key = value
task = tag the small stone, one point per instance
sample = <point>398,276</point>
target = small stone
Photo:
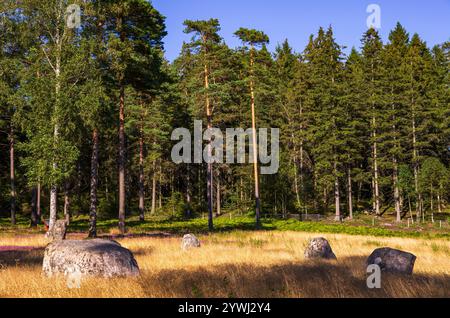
<point>393,261</point>
<point>190,241</point>
<point>58,231</point>
<point>319,248</point>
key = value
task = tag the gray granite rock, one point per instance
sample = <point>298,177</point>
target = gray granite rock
<point>319,248</point>
<point>393,261</point>
<point>93,258</point>
<point>190,241</point>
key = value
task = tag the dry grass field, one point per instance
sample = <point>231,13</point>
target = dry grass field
<point>237,264</point>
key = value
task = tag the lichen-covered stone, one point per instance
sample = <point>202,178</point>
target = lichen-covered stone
<point>93,258</point>
<point>393,261</point>
<point>319,248</point>
<point>58,231</point>
<point>190,241</point>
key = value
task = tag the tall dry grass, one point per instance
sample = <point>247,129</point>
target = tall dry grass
<point>240,264</point>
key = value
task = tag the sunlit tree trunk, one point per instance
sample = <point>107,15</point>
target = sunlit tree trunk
<point>12,175</point>
<point>255,141</point>
<point>94,185</point>
<point>154,189</point>
<point>350,194</point>
<point>141,177</point>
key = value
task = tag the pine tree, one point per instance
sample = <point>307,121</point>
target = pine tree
<point>326,116</point>
<point>205,41</point>
<point>395,110</point>
<point>255,39</point>
<point>134,30</point>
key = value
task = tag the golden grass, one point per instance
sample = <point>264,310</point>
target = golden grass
<point>239,264</point>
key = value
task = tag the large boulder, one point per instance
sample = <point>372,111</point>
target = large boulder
<point>319,248</point>
<point>93,258</point>
<point>393,261</point>
<point>58,231</point>
<point>190,241</point>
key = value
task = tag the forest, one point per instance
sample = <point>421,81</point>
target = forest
<point>87,109</point>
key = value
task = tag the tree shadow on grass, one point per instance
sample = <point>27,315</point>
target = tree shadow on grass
<point>345,278</point>
<point>19,258</point>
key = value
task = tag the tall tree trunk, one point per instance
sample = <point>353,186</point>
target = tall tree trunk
<point>122,194</point>
<point>66,201</point>
<point>160,185</point>
<point>337,195</point>
<point>122,158</point>
<point>218,196</point>
<point>349,191</point>
<point>57,69</point>
<point>94,185</point>
<point>296,186</point>
<point>439,203</point>
<point>398,209</point>
<point>34,216</point>
<point>376,190</point>
<point>12,175</point>
<point>154,189</point>
<point>38,202</point>
<point>188,192</point>
<point>141,177</point>
<point>255,142</point>
<point>431,200</point>
<point>210,177</point>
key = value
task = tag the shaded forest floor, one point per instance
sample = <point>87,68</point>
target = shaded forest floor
<point>235,264</point>
<point>362,225</point>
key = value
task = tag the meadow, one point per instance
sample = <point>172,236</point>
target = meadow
<point>235,263</point>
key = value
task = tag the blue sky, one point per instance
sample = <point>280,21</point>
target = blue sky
<point>297,19</point>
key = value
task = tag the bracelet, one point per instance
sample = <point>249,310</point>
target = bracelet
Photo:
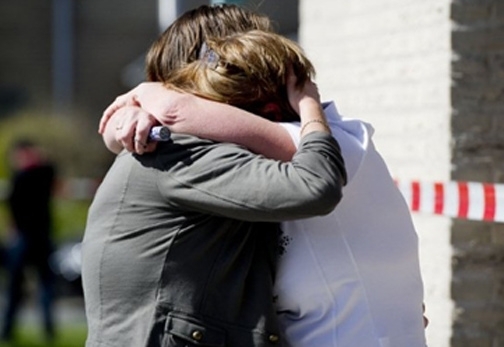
<point>324,123</point>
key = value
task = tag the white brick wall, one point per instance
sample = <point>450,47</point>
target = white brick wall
<point>388,62</point>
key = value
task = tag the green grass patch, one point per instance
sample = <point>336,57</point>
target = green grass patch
<point>69,336</point>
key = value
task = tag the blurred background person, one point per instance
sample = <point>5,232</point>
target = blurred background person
<point>29,243</point>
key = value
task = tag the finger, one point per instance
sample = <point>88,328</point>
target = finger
<point>118,103</point>
<point>140,146</point>
<point>126,131</point>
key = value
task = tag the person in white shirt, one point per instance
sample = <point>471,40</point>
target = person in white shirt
<point>351,278</point>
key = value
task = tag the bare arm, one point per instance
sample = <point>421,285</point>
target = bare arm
<point>185,113</point>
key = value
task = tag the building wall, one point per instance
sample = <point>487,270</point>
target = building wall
<point>107,36</point>
<point>478,155</point>
<point>25,57</point>
<point>388,62</point>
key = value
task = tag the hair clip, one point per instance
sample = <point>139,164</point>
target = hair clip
<point>208,56</point>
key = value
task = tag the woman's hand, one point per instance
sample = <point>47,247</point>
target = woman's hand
<point>129,128</point>
<point>305,99</point>
<point>153,97</point>
<point>126,122</point>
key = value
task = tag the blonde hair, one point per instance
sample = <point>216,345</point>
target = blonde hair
<point>181,42</point>
<point>247,70</point>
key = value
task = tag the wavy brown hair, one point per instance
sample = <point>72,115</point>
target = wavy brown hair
<point>181,42</point>
<point>247,70</point>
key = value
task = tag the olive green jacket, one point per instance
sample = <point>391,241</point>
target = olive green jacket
<point>176,251</point>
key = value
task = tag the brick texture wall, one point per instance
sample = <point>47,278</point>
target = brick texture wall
<point>478,155</point>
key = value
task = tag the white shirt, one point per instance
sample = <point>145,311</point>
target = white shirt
<point>352,278</point>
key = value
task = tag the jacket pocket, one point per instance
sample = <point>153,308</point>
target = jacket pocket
<point>187,331</point>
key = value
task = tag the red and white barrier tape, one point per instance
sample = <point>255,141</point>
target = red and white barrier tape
<point>466,200</point>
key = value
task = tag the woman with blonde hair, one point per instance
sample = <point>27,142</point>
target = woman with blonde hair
<point>180,244</point>
<point>350,278</point>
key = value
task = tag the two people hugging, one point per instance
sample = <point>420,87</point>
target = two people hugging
<point>182,243</point>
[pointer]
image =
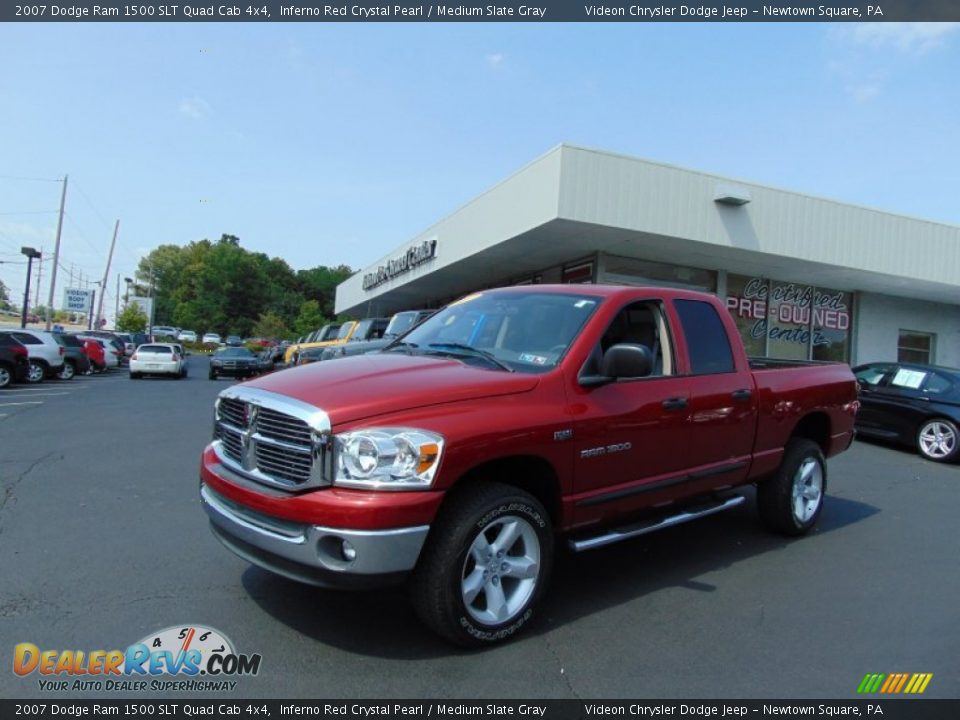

========================================

What you will do: Write out the material from its first line up to and including the line with "<point>240,264</point>", swapping "granite" for "basalt" and leaving everything else unchanged. Leave the pictures out of the answer.

Expected output:
key = value
task = tag the small stone, one point per instance
sample = <point>398,276</point>
target = small stone
Photo:
<point>393,261</point>
<point>190,241</point>
<point>58,231</point>
<point>319,248</point>
key = value
task = tag the gray basalt rock, one point per instance
sample = <point>298,177</point>
target = gray basalt rock
<point>319,248</point>
<point>393,261</point>
<point>93,258</point>
<point>190,241</point>
key = value
task = tag the dry grass field, one point per instance
sample = <point>231,13</point>
target = dry grass field
<point>237,264</point>
key = value
task = tag the lichen-covered stone, one point per instance
sample = <point>202,178</point>
target = lichen-covered stone
<point>93,258</point>
<point>393,261</point>
<point>319,248</point>
<point>58,231</point>
<point>190,241</point>
key = value
task = tag the tall dry grass, one point per instance
sample = <point>247,129</point>
target = tall dry grass
<point>240,264</point>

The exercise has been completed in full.